== Extracted text

Published on 12, July, 2020
Hello everyone, I am new here and I'm not sure how to help myself anymore...
I am having a very difficult time coping at work and where I live at the moment. I finally asked my GP for help and he referred me to the local mental health team and a counselling place. This really helped me feel like things could get better as I've been feeling trapped and isolated.
Unfortunately I had forgotten that before being diagnosed with autism, I had received a diagnosis of Borderline Personality Disorder, and this meant the referral was automatically rejected without them having to see me. I had thought that my autism diagnosis replaced the personality disorder, as it's a diagnosis I always felt was incorrect anyway, but it seems that not only has it stuck but it means I can't get the support I desperately need right now. It feels unfair because its been a few years since it all happened and I've always maintained that the personality disorder was wrong. I have been shown how I meet the criteria for aspergers, but nobody has ever been able to tell me how I meet the criteria for bpd. It's made me more depressed and more withdrawn and I'm stuck.

====
== Records shown

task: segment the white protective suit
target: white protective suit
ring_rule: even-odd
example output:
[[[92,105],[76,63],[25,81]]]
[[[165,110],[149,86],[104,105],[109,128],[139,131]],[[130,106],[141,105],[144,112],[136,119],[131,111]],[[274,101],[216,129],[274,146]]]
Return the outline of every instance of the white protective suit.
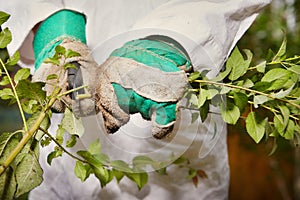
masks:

====

▶ _Prompt 1_: From the post about the rejected referral, quote the passage from "Published on 12, July, 2020" up to and including "trapped and isolated.".
▶ _Prompt 2_: Write what comes next in the post about the rejected mental health referral, starting after its last sentence.
This material has no connection to the forum post about the rejected mental health referral.

▶ _Written answer 1_:
Published on 12, July, 2020
Hello everyone, I am new here and I'm not sure how to help myself anymore...
I am having a very difficult time coping at work and where I live at the moment. I finally asked my GP for help and he referred me to the local mental health team and a counselling place. This really helped me feel like things could get better as I've been feeling trapped and isolated.

▶ _Written answer 2_:
Does anybody know whether it's possible for the GP to review/change an incorrect diagnosis, or is this just the way it will have to be? I'm not sure how else I can get mental health support as I can't afford private counselling!
Thank you and sorry this post is long!
Best to contact your GP, I'd say. Do you have the original report with your BPD diagnosis?
Thanks for responding. No, I've never seen a report, they just starting saying it. I'm not even sure when the diagnosis was made! I only have an autism report. I think I will ask my GP about if it's possible to change it.